● **Seite**:

# Transalp und Zelten - sinnvoll???



## blue sky (19. August 2008)

überflüssig...thema kann gelöscht werden.


----------



## tiroler1973 (19. August 2008)

Also wenn ihr die ganze Ausrüstung zum Zelten habt, dann seid ihr doch erfahrene Camper.
Bis auf die Tatsache, dass es auf den Bergen schon recht kalt wird fällt mir eigentlich nichts ein.

Wo andere das Gewicht optimieren, habt ihr noch Reserven für Zelt und Mumienschlafsack, der unter 0° C auch noch warm hält und dann wollt ihr Lebensmittel und einen Kocher auch noch mit nehmen.

Ma, des wead i wieda in da lokalen Zeitung lesn, dass zwoa narrische Deitsche mit an Radl und a Campingausrüstung über die Berg wolltn. 

Ach ja, normalerweise ist bei uns wildes Campen verboten.

Grad gestern hat man im Tiroler Fernsehen die Bergrettung gebracht mit folgender Aussage: Die Leute werden im depperter. (Laut Bergrettung Innsbruck). Da will ich zu Sinn nicht viel sagen.


----------



## MTB-News.de




----------



## easymtbiker (19. August 2008)

geschmackssache. bei nem alpen-x geht es mir auch darum, möglichst leicht die berge hoch zu kommen und die abfahrten zu geniessen. deshalb hab ich nie gepäckträger dabei und bin froh, wenn ich mit 20l/  6-7kg auskomme. ich würde bei nem alpen-x nie campingzeug mitnehmen, sondern nur bei radwanderungen in der "ebene".

● **Gezeigtes Material**:
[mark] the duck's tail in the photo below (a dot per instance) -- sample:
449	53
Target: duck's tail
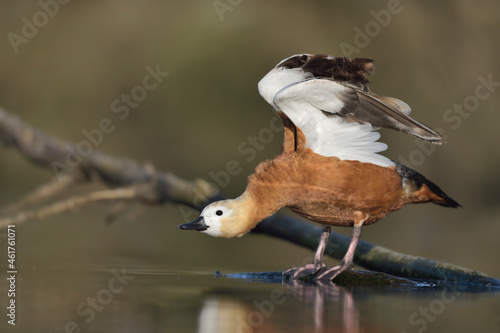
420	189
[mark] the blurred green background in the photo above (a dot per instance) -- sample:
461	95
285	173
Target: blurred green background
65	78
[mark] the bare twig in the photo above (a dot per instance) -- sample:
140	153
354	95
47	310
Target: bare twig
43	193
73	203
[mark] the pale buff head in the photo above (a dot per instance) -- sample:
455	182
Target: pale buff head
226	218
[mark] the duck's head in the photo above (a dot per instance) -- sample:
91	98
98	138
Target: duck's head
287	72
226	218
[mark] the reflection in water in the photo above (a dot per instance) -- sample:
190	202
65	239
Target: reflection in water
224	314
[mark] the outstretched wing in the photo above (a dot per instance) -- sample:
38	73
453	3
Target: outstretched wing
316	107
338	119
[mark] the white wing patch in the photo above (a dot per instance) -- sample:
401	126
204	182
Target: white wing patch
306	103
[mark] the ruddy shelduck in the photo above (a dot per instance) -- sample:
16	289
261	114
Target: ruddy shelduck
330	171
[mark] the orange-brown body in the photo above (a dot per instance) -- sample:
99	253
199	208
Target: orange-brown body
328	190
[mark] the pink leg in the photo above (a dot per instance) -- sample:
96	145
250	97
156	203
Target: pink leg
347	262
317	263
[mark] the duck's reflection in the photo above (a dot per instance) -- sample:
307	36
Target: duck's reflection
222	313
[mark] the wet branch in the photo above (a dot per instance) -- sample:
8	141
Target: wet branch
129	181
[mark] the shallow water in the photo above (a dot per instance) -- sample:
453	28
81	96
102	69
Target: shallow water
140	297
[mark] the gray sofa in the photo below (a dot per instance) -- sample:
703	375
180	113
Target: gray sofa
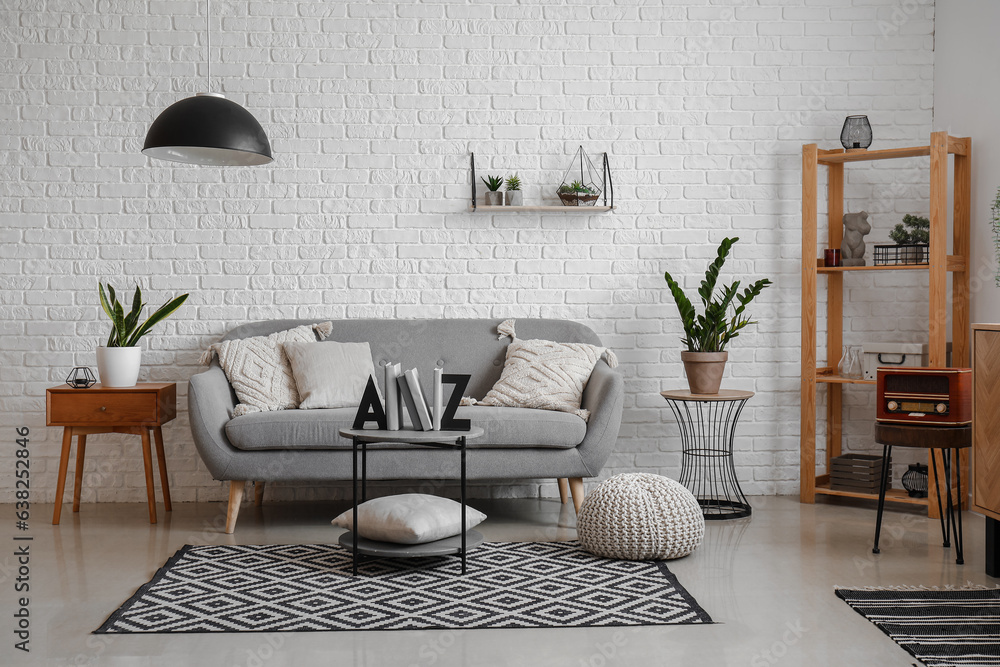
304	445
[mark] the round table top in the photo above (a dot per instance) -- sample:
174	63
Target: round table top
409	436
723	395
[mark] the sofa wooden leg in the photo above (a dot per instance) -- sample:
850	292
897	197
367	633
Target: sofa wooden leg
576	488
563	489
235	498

---

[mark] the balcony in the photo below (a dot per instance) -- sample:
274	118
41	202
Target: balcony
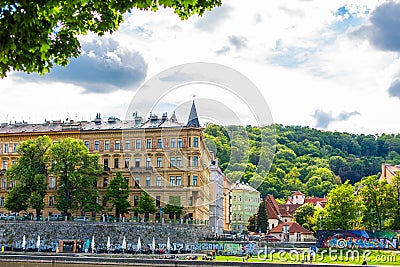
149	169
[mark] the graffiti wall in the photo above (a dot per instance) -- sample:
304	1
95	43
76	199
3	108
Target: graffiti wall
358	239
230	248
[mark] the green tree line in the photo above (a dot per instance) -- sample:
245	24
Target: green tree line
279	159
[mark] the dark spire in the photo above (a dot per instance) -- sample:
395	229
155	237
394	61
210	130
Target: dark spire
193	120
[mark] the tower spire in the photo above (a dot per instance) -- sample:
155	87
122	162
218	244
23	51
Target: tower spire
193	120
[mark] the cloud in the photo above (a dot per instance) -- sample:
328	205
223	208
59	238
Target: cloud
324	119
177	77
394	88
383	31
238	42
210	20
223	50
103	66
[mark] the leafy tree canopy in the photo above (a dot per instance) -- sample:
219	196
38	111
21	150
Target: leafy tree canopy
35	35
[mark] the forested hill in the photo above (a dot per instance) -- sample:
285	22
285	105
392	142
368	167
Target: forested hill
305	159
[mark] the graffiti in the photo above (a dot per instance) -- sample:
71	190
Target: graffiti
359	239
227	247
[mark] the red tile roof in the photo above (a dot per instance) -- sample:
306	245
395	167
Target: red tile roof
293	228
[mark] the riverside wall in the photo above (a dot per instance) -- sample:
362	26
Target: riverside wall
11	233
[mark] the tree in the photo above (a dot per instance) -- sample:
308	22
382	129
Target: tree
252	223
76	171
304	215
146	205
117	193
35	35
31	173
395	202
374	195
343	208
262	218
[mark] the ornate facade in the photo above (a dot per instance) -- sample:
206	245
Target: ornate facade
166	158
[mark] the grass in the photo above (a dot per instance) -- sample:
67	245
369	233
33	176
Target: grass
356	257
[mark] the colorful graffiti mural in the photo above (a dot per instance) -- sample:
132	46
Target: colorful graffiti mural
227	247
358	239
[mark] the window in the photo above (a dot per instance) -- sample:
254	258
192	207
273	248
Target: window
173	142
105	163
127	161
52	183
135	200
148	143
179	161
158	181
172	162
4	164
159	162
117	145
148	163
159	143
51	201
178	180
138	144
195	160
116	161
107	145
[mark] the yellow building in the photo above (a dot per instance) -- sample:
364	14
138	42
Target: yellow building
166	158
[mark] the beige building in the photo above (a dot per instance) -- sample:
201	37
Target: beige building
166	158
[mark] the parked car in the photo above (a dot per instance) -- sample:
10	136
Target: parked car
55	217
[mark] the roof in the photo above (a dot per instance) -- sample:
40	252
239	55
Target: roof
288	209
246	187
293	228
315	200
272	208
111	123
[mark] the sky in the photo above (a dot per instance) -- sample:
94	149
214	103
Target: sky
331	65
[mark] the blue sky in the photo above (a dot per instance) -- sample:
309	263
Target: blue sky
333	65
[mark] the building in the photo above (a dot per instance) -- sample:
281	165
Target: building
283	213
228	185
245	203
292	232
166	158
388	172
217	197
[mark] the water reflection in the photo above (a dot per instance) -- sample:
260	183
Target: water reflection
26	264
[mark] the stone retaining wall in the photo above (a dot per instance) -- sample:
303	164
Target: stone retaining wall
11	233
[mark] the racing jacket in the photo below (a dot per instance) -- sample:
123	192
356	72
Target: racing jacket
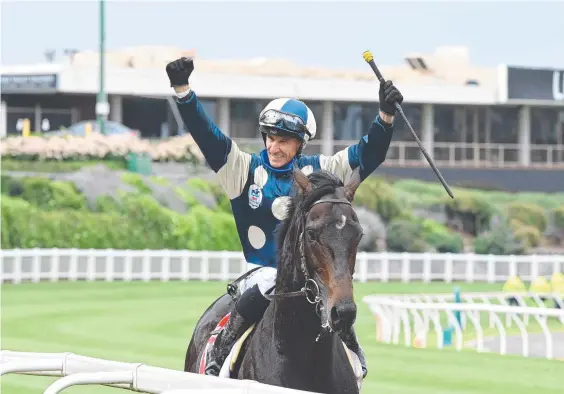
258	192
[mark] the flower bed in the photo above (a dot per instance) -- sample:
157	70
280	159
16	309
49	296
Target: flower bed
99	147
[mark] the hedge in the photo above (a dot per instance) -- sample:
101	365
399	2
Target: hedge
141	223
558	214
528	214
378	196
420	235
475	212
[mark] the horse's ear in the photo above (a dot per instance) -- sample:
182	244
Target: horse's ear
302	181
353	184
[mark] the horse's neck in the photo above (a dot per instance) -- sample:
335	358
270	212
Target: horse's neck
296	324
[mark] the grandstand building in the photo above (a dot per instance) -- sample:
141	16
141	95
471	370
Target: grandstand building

--

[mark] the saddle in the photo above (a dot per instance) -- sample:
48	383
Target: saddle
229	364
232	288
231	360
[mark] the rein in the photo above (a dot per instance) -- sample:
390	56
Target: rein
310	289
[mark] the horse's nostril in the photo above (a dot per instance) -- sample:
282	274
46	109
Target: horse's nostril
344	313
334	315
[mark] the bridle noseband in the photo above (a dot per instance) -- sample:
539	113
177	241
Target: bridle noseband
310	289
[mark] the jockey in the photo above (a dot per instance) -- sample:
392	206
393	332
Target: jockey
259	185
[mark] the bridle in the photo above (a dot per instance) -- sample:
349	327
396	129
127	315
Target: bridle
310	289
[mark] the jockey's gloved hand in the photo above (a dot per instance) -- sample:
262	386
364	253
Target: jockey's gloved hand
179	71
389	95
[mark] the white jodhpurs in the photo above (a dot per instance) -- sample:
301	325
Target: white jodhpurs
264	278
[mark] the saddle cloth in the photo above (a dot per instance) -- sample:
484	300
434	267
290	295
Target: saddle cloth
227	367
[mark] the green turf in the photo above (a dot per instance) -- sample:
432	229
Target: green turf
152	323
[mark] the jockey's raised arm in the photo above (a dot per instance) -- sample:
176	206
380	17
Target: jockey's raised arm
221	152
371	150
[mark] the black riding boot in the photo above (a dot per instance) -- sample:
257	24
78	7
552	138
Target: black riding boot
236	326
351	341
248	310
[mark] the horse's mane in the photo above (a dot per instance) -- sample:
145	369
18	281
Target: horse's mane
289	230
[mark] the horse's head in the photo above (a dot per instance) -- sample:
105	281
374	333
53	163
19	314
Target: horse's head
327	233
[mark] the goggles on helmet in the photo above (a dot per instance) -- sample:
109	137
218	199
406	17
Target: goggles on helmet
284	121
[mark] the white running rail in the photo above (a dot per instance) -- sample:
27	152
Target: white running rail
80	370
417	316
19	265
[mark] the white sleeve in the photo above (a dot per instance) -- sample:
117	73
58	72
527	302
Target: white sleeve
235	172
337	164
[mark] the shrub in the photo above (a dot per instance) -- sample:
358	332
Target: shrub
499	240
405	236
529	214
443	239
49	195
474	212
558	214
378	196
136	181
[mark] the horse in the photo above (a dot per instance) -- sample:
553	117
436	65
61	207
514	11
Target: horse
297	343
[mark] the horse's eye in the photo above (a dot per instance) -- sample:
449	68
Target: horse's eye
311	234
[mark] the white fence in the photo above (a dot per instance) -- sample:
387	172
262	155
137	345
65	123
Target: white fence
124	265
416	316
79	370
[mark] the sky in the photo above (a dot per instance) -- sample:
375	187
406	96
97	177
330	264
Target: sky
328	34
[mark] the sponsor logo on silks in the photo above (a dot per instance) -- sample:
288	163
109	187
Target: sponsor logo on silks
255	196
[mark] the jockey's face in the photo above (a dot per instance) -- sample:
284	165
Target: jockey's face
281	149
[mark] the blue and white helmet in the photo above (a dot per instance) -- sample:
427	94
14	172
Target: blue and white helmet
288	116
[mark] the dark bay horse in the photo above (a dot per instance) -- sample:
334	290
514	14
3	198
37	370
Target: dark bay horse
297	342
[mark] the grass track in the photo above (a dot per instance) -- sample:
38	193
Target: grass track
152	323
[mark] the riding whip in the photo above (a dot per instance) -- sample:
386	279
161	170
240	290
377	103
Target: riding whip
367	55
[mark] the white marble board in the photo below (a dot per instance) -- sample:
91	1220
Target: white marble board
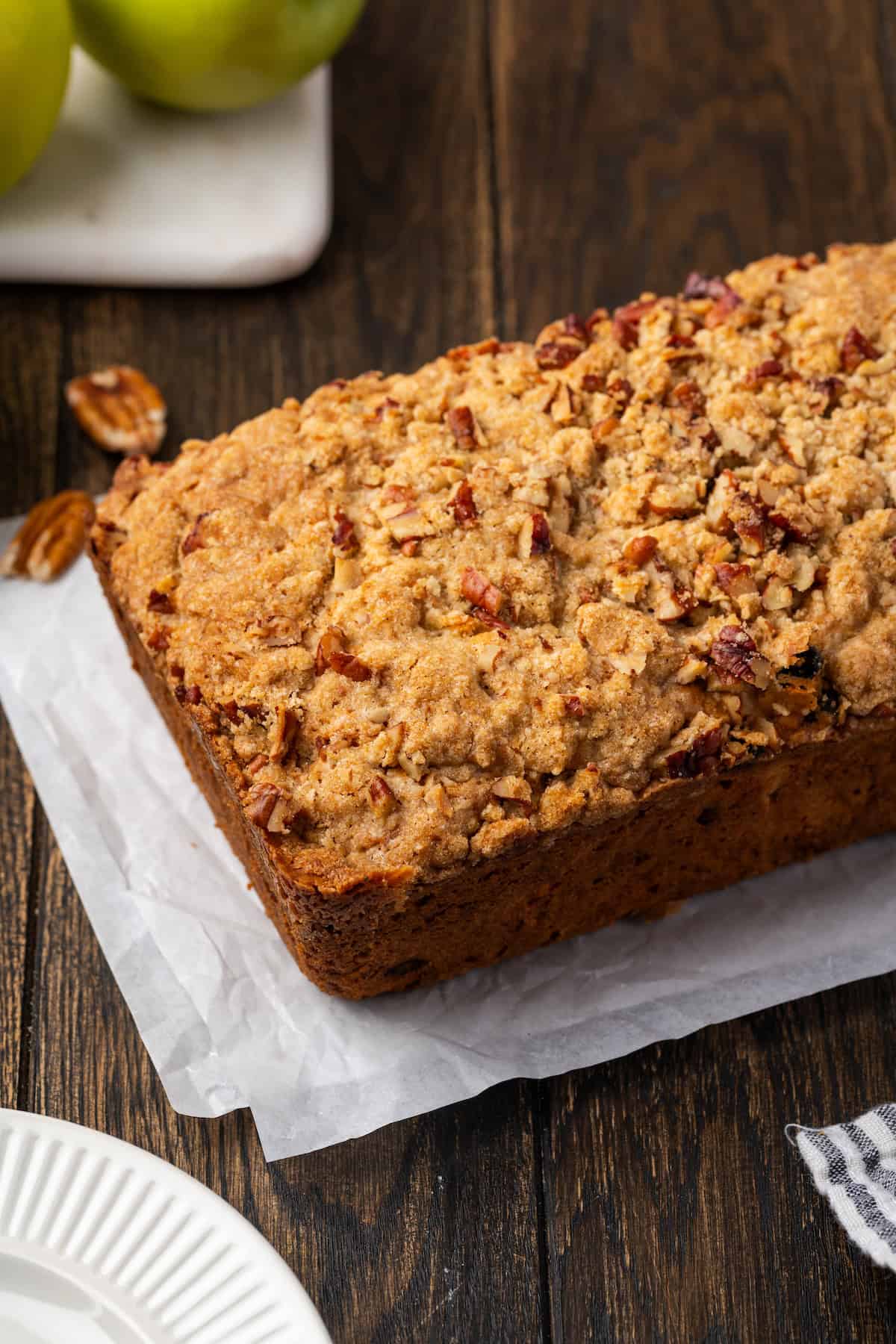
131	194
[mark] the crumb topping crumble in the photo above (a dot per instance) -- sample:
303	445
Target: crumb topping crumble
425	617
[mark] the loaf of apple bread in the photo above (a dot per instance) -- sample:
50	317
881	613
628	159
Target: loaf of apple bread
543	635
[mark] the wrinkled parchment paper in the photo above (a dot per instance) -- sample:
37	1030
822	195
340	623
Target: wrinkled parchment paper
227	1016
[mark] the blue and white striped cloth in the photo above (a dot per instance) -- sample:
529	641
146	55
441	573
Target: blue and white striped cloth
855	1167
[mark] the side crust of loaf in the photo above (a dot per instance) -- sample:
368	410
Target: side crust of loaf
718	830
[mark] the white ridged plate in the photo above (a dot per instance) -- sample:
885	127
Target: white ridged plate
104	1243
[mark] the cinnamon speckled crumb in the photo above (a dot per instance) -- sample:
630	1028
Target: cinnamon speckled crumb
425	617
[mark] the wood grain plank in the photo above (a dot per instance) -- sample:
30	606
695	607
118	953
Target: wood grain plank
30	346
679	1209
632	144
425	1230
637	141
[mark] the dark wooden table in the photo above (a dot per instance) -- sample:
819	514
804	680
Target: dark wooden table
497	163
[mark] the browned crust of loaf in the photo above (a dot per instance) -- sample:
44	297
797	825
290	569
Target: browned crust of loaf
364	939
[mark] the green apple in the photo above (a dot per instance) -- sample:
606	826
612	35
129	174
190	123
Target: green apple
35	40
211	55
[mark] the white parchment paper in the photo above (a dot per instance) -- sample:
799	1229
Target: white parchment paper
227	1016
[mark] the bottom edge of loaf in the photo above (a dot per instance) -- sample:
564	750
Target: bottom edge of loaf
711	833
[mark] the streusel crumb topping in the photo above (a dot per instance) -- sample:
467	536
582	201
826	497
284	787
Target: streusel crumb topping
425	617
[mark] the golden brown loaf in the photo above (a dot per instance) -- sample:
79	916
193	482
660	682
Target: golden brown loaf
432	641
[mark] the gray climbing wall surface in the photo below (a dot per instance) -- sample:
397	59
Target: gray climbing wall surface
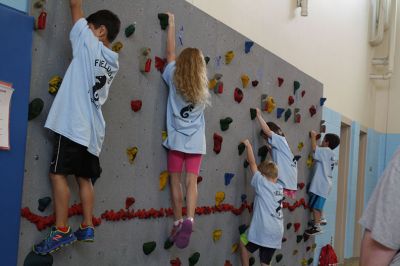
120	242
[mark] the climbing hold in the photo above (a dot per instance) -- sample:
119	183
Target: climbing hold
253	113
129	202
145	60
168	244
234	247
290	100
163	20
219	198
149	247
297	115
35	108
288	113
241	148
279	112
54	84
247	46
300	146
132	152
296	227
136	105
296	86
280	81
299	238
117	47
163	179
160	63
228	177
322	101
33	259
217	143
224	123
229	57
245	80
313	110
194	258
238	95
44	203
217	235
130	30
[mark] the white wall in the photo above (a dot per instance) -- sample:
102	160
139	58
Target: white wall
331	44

● **Ziel der Übung**: Schreibe die Seite über das Zelten auf einer Transalp von „Bis auf die“ bis „nicht viel sagen.“ ab und tausche dabei „Kocher“ gegen „Gaskocher“ aus. Die Datensätze werden für die Bearbeitung nicht benötigt.

● **Lösung der Aufgabe**:
Bis auf die Tatsache, dass es auf den Bergen schon recht kalt wird fällt mir eigentlich nichts ein.

Wo andere das Gewicht optimieren, habt ihr noch Reserven für Zelt und Mumienschlafsack, der unter 0° C auch noch warm hält und dann wollt ihr Lebensmittel und einen Gaskocher auch noch mit nehmen.

Ma, des wead i wieda in da lokalen Zeitung lesn, dass zwoa narrische Deitsche mit an Radl und a Campingausrüstung über die Berg wolltn. 

Ach ja, normalerweise ist bei uns wildes Campen verboten.

Grad gestern hat man im Tiroler Fernsehen die Bergrettung gebracht mit folgender Aussage: Die Leute werden im depperter. (Laut Bergrettung Innsbruck). Da will ich zu Sinn nicht viel sagen.